§ WHAT YOU WILL DO
Count the lines below that contain the string "leather" and give only that number.
******************************
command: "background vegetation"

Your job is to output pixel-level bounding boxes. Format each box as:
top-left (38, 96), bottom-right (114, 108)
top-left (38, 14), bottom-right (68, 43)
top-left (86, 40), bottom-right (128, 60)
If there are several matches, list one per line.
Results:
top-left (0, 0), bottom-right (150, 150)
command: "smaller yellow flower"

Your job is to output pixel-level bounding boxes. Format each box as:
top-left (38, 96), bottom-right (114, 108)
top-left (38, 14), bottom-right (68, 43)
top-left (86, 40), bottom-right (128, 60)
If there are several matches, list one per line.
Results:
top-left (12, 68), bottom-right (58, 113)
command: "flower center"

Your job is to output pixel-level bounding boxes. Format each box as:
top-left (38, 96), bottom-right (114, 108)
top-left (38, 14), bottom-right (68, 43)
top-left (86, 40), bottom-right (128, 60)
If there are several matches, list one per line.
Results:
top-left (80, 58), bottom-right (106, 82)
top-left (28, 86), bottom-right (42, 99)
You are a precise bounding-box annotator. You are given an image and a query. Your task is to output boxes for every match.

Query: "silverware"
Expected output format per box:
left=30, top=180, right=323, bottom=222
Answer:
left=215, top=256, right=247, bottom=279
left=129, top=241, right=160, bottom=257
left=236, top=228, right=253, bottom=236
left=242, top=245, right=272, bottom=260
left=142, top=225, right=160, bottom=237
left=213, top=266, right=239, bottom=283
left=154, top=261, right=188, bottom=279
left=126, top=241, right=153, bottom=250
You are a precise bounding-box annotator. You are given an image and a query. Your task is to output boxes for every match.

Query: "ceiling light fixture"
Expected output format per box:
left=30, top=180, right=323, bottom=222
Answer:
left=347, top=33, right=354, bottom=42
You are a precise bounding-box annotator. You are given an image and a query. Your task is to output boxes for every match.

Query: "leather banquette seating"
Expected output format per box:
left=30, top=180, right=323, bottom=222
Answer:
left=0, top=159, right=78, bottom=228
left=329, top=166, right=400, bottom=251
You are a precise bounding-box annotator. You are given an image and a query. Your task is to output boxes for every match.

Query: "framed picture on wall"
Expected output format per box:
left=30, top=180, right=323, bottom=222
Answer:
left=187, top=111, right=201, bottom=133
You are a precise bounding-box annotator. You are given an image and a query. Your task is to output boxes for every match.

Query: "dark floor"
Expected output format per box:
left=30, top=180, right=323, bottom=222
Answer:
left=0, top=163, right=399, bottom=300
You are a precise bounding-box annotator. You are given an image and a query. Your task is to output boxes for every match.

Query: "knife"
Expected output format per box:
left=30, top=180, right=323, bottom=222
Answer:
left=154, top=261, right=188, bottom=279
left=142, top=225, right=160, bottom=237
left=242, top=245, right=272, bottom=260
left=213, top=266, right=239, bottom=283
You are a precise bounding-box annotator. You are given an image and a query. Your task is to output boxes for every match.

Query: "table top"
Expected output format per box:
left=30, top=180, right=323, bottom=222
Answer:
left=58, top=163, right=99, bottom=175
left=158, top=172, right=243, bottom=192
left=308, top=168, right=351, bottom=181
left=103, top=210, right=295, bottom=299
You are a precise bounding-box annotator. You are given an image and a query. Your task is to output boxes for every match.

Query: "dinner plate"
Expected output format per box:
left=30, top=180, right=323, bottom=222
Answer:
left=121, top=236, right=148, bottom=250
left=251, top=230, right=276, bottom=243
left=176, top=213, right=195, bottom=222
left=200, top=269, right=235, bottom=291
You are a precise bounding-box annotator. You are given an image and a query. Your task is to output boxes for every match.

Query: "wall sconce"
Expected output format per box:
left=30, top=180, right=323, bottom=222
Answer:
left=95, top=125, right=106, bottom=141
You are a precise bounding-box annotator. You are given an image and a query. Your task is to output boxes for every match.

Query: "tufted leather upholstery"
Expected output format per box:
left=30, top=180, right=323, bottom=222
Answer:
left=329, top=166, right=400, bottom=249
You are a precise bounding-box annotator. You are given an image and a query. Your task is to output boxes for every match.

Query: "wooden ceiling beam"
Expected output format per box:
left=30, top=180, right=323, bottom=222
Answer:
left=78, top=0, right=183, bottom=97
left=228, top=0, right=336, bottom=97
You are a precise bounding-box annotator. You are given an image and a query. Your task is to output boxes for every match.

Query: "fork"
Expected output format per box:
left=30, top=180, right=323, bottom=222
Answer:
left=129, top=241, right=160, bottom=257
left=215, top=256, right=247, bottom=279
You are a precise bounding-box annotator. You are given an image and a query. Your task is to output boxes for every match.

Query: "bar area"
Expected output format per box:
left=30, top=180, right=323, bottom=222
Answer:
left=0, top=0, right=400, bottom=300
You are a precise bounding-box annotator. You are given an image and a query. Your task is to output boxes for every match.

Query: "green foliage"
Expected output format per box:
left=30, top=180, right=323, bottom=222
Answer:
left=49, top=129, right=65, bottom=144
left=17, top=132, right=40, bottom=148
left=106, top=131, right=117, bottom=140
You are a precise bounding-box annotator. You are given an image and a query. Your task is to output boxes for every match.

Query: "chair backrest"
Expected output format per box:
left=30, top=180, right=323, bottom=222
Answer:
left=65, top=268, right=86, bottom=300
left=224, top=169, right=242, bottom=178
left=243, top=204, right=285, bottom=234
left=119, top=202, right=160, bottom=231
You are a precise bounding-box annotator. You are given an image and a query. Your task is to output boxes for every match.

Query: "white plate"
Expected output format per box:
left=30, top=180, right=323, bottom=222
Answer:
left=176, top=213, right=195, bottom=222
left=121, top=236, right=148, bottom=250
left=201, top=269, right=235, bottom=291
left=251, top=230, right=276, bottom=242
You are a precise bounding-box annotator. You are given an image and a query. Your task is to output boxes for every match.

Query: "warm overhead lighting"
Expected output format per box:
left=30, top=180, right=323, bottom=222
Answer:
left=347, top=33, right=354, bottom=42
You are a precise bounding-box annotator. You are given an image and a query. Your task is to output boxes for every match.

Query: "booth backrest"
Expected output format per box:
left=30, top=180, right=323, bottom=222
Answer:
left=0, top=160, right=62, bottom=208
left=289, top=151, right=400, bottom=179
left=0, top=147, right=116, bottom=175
******************************
§ CORRECT OUTPUT
2